------ Extracted entries ------
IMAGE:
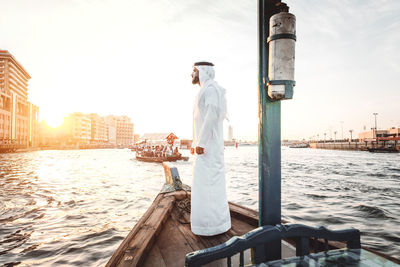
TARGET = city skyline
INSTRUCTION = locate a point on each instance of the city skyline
(138, 61)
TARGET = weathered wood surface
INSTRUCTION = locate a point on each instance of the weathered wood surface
(159, 239)
(139, 241)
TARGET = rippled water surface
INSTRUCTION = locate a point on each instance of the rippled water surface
(73, 208)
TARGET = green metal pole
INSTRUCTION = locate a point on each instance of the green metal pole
(269, 137)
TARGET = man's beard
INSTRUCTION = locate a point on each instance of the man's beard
(195, 80)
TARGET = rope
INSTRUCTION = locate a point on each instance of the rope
(183, 206)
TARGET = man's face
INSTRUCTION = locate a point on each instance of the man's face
(195, 76)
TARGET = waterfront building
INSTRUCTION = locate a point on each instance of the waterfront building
(370, 135)
(18, 117)
(158, 138)
(136, 138)
(124, 130)
(230, 133)
(33, 135)
(79, 127)
(111, 125)
(99, 131)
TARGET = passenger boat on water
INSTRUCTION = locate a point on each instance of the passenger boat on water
(162, 237)
(142, 157)
(383, 150)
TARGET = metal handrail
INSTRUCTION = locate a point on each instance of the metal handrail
(261, 236)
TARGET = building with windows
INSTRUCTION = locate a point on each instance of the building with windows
(18, 117)
(99, 131)
(124, 130)
(392, 132)
(79, 128)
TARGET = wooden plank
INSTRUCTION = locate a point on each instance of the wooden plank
------
**Directions for this task:**
The answer consists of the line holding "TARGET = weathered wood surface" and every line after it up to the end of the records, word for word.

**Exercise answer:**
TARGET = weathered wood surface
INSTRUCTION = locate a point on each instance of the weathered wood surface
(159, 239)
(139, 241)
TARGET = rippled water surface
INSTRUCTION = locate a point on each instance of the rippled water surface
(73, 208)
TARGET = green metal pole
INSTRUCTION = locate a point on each instance of the green metal pole
(269, 137)
TARGET = man's beard
INSTRUCTION = locate a point on each instance of the man's beard
(195, 80)
TARGET = rope
INSTRUCTION = locate a point on each instance of the rope
(183, 206)
TARGET = man's face
INSTRUCTION = locate a point on each instance of the man's face
(195, 76)
TARGET = waterfront building
INSTRUCTION = locate a point on each instance of the waterfront building
(370, 135)
(18, 117)
(158, 138)
(136, 138)
(124, 130)
(230, 133)
(33, 135)
(79, 127)
(111, 125)
(99, 131)
TARGET = passenger boat on water
INSTRUCTION = locate a point on each instance of the passenger boat on water
(162, 237)
(142, 157)
(383, 150)
TARGET = metal handrail
INSTRUCTION = locate a point on each instance of the metal handrail
(261, 236)
TARGET = building with windows
INSTRUCTION = locate a point on each instance of the building with windows
(18, 117)
(99, 131)
(124, 130)
(392, 132)
(79, 128)
TARGET = wooden plank
INSTRUCTION = locate a point on each instance of the wooden plank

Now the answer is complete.